>> start Task inputs
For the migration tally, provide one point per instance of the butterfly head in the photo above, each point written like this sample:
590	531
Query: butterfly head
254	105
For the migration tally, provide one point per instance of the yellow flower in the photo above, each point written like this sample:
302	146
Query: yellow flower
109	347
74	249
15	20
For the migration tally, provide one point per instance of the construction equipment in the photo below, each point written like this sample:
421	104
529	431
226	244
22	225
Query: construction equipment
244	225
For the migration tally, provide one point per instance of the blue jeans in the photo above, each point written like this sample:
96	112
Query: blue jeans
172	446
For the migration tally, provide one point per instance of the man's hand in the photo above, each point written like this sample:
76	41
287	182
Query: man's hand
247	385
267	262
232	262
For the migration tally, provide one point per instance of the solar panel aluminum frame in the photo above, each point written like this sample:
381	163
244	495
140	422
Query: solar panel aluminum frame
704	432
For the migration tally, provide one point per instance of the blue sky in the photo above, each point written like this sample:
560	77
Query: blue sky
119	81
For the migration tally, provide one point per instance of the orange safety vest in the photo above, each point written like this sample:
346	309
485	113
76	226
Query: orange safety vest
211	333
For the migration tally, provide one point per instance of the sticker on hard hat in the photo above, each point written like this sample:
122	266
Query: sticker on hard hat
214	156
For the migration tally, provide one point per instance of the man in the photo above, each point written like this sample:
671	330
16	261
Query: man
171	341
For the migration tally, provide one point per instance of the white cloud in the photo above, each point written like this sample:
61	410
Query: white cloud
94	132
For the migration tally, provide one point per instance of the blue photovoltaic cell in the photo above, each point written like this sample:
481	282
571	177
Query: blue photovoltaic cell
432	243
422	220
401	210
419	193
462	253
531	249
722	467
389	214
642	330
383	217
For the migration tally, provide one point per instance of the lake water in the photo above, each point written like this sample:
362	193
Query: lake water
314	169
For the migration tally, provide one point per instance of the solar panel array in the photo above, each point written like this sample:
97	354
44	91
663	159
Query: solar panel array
>> end Task inputs
Produce an exact copy of all the records.

For the migration tally, provide one point per instance of the butterfly head in the photo above, each point written like this sample:
590	531
Query: butterfly head
254	105
For the migration tally, provide one point per instance of the yellow flower in the photo above, each point written like this sample:
302	146
Query: yellow flower
109	347
74	249
15	20
For the migration tally, provide one point per instance of the construction equipment in the photo below, each point written like this sample:
421	104
529	431
226	244
22	225
Query: construction equipment
244	225
For the migration tally, provide one point per instance of the blue jeans in the photo above, each point written like this sample:
96	112
Query: blue jeans
172	446
For the migration tally, provide one point per instance of the man's hand in the photo above, each point written like this sample:
76	41
287	182
Query: man's hand
247	385
267	262
232	262
For the migration tally, provide one point per instance of the solar panel aluminum frame in the photo above, each point written like this sample:
381	163
244	495
140	422
Query: solar panel aluminum frame
704	432
For the migration tally, provide one point per instance of the blue sky in the photo above, each point written like this sample:
560	77
Query: blue sky
119	81
For the migration tally, provide one point per instance of the orange safety vest in the photo above, each point written like this sample:
346	309
485	113
76	226
Query: orange safety vest
211	333
For the migration tally, provide one point per instance of the sticker on hard hat in the photo above, each point written like this sample:
122	266
Query: sticker on hard hat
214	156
For the migration tally, provide one point per instance of the man in the photo above, each point written like this sample:
671	330
16	261
Query: man
171	341
For the migration tally, provide one point per instance of the white cloud in the photo above, each point written like this sample:
61	410
Query: white cloud
94	132
For the migration tally, provide one point per instance of the blue photovoltaic cell in the photo above, each point written like this sample:
481	282
571	177
Query: blue photovoltaic cell
432	243
422	220
401	210
419	193
462	253
531	249
722	467
389	214
642	330
383	217
For the migration tally, provide one point per instance of the lake water in the photo above, each point written like this sample:
362	193
Query: lake water
314	169
For the migration tally, provide one point per instance of the solar panel array in the photo above, each point written like this sample:
97	354
44	91
663	159
Query: solar panel array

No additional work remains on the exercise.